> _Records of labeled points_
________________
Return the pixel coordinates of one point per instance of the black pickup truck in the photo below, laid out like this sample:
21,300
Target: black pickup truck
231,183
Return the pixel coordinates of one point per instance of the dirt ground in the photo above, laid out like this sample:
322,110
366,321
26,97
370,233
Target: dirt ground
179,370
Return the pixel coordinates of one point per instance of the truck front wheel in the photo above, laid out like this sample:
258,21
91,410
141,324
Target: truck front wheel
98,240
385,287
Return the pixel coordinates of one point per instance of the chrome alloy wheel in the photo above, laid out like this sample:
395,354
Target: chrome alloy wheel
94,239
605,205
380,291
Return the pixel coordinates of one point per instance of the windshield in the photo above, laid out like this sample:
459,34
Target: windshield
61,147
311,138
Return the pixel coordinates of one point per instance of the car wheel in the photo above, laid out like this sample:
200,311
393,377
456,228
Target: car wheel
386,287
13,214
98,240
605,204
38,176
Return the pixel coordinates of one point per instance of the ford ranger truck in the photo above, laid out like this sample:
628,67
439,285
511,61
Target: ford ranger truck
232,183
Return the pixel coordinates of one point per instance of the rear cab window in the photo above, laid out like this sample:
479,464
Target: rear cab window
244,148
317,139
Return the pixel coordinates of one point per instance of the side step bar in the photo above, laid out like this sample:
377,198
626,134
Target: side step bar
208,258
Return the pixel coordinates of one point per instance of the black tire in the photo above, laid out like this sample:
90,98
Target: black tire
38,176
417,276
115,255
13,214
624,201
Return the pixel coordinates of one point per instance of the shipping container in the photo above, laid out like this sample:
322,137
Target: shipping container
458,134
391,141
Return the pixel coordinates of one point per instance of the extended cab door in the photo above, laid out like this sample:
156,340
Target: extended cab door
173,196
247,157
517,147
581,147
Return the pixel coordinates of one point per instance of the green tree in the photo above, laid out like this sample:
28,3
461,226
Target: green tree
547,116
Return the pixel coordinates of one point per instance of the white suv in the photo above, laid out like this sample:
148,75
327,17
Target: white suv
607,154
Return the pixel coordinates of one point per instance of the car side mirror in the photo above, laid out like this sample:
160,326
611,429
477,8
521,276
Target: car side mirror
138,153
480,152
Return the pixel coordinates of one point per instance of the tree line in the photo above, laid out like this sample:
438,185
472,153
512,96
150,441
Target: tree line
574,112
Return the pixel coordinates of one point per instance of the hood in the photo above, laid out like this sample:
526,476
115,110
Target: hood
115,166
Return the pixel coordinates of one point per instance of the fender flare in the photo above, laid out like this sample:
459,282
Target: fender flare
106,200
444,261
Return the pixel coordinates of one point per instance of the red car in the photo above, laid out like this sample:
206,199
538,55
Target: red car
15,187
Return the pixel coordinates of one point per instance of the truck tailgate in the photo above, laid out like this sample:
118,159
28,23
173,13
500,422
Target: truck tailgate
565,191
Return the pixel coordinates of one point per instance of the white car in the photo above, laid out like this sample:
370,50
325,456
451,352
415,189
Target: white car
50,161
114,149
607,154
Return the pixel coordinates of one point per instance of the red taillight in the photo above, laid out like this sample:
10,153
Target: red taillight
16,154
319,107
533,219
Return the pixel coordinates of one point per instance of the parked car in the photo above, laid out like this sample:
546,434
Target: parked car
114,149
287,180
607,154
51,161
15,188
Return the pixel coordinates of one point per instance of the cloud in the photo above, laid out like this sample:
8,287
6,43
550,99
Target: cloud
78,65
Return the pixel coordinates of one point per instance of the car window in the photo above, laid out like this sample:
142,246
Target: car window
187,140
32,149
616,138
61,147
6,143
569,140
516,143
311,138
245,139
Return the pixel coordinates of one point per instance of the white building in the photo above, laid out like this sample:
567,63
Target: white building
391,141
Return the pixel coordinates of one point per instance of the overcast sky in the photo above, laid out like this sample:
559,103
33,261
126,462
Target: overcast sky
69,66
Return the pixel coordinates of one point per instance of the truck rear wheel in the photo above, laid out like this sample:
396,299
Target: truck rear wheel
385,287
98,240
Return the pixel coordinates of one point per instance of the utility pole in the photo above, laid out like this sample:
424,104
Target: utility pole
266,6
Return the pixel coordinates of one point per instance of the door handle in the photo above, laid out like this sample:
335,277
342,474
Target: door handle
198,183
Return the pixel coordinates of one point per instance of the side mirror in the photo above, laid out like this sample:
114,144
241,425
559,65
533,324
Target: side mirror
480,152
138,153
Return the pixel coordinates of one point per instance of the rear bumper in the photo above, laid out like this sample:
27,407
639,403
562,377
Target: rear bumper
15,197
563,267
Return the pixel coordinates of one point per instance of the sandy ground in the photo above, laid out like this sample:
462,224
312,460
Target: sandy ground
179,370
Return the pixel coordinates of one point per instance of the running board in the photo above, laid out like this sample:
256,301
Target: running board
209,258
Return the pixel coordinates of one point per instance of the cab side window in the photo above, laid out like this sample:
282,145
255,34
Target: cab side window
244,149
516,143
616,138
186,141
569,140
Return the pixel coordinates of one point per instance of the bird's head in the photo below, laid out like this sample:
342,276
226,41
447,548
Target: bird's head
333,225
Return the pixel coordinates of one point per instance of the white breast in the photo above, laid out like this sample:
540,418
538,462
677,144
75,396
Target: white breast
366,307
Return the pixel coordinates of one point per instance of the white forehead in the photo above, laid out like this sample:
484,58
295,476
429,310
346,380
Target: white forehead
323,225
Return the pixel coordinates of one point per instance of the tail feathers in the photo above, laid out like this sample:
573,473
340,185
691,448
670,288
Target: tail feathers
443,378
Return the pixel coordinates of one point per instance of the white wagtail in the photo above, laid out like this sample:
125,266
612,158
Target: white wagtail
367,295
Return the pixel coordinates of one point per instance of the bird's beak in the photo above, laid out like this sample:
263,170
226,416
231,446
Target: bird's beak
________________
> _YOUR GOAL_
Reproduce all of the items above word for word, leaving nothing out.

> _COMPLETE OUTPUT_
Return the pixel coordinates of one point per instance of the black pickup truck in the photo below, laid out like this sample:
21,300
Target: black pickup truck
231,183
Return the pixel coordinates of one point per instance of the dirt ground in the photo above, laid out like this sample:
322,110
366,321
26,97
370,233
Target: dirt ground
179,370
Return the pixel coordinates of one point per instance of the truck front wheel in the photo above, laid out like this sample:
258,21
91,410
141,324
Target: truck front wheel
98,240
385,287
Return the pixel coordinates of one point per instance of the chrome alloy wheel in the photo above, laid out like this sample:
395,354
Target: chrome alloy wheel
94,239
605,205
380,291
Return the pixel coordinates of one point per instance of the windshield in the photo above, laid out like this sample:
459,34
Target: windshield
61,147
311,138
Return the pixel coordinates of one point per instance of the car wheel in the photo above, laid out like this sample:
200,311
393,377
456,228
Target: car wheel
386,287
13,214
98,240
605,204
38,176
Return the pixel coordinates of one point per instance of the ford ranger truck in the photo above, laid out like this sample:
628,67
439,285
511,61
Target: ford ranger truck
232,183
Return the pixel coordinates of one point per instance of the rear cab window in the photo above, laid out like this sample:
479,464
Target: rear cab window
244,148
317,139
Return the pixel coordinates of one point per instance of the side step bar in the photo above, laid out like this sample:
377,198
626,134
Target: side step bar
208,258
Return the pixel coordinates of one point per instance of the black tire in the photo above, laid out like this sample:
90,98
Target: black tire
38,176
417,276
115,255
13,214
624,201
Return the pixel coordinates of one point per instance of the shipping container in the photo above, laid out like this sample:
322,137
Target: shipping container
458,134
391,141
Return the pixel coordinates of one point per instance of the extended cab door in the photo above, laid out like this sample:
156,340
Target: extended cab door
173,196
247,157
517,147
581,147
Return the pixel coordinates of one point per instance of the green tree in the photo above, laid out like this sample:
28,3
461,226
Target: green tree
547,116
Return the pixel coordinates of one point per instance of the white suv in the photo above, laid out like this sample:
148,75
327,17
Target: white suv
607,154
Return the pixel coordinates of one point per instance of the car side mirror in the photo above, laid out like this sample:
160,326
611,429
477,8
521,276
Target: car side mirror
138,153
480,152
Return the pixel coordinates of one point per instance of the tree line in the photo above, laid out like this sample:
438,185
472,153
512,96
150,441
Target: tree line
574,112
Return the pixel coordinates of one point per instance of the hood in the photo above, laid out like this sample:
526,476
115,110
Target: hood
115,166
Return the pixel coordinates of one point per instance of the fender flare in the photo above, laid out like this sample:
459,282
Target: fender flare
106,200
444,261
Return the pixel coordinates of one point per instance of the red car in the photo above, laid out like this sample:
206,199
538,55
Target: red car
15,187
Return the pixel coordinates of one point per instance of the truck tailgate in the photo above, laid out like this sample:
118,159
28,23
173,13
500,422
Target: truck tailgate
565,191
Return the pixel coordinates of one point per instance of the white car in the photo above, laid out like this sample:
370,50
325,456
451,352
415,189
Target: white car
50,161
114,149
607,154
Return the pixel coordinates of one point per instance of the red taillight in the photo above, laid out like this sample:
10,153
Target: red taillight
16,154
319,107
533,219
Return the pixel coordinates of one point per instance of the parked car in the photo above, laid out like this sample:
546,434
Target: parked car
114,149
287,180
607,154
51,161
15,188
Return the pixel coordinates of one point per instance of the cloud in the photo above, laid out like this sample:
8,287
6,43
550,99
Target: cloud
78,65
Return the pixel coordinates of one point per instance of the car window in the photo above, laid out like this sample:
142,246
Target: car window
187,140
32,149
616,138
61,147
6,143
569,140
516,143
311,138
245,139
Return the pixel coordinates of one point per instance of the white building in the photo above, laid out like this sample:
567,63
Target: white building
391,141
Return the pixel coordinates of one point per instance of the overcast sky in the photo above, laid out like this sample:
559,103
33,261
126,462
Target: overcast sky
69,66
Return the pixel coordinates of one point per instance of the truck rear wheel in the photo above, laid out like this sample:
396,299
Target: truck rear wheel
385,287
98,240
Return the pixel coordinates of one point per instance of the utility pole in the photo above, laid out like this sample:
424,104
Target: utility pole
266,6
Return the pixel coordinates of one point per instance of the door handle in the photo above, laid out like this sample:
335,277
342,474
Target: door handle
198,183
Return the pixel coordinates of one point per instance of the side mirror in the photo above, laid out like this sample:
114,144
241,425
559,65
533,324
Target: side mirror
480,152
138,153
Return the pixel coordinates of one point per instance of the rear bumper in the photo above, laid out like this sample:
27,407
639,403
562,377
Target: rear bumper
15,197
563,267
Return the pixel coordinates of one point per instance of the sandy ground in the photo above, laid out like this sample:
462,224
312,460
Target: sandy ground
179,370
Return the pixel coordinates of one point per instance of the running board in the photo above, laid out like this sample:
256,301
Target: running board
209,258
Return the pixel coordinates of one point per instance of the cab side window in the photo above, laid out like this sample:
282,145
255,34
Target: cab side window
244,149
516,143
616,138
186,141
569,140
Return the pixel coordinates of one point per instance of the bird's head in the photo below, laid out like this sample:
342,276
226,41
447,548
Target: bird's head
333,225
Return the pixel coordinates of one point per instance of the white breast in the photo above, laid out like this sample:
540,418
538,462
677,144
75,396
Target: white breast
366,307
Return the pixel coordinates of one point per instance of the white forehead in the photo above, laid out like this sample:
484,58
295,476
429,310
346,380
Target: white forehead
323,225
Return the pixel coordinates of one point per instance of the tail feathers in the photo above, laid out like this sample:
573,473
340,185
691,448
670,288
Target: tail feathers
443,378
Return the pixel coordinates of one point per instance of the white wagtail in the photo above, laid out like this sample:
125,266
612,158
Target: white wagtail
367,295
Return the pixel coordinates of one point per instance of the bird's beak in the photo above, laid out like this sample:
263,170
226,416
231,446
Target: bird's beak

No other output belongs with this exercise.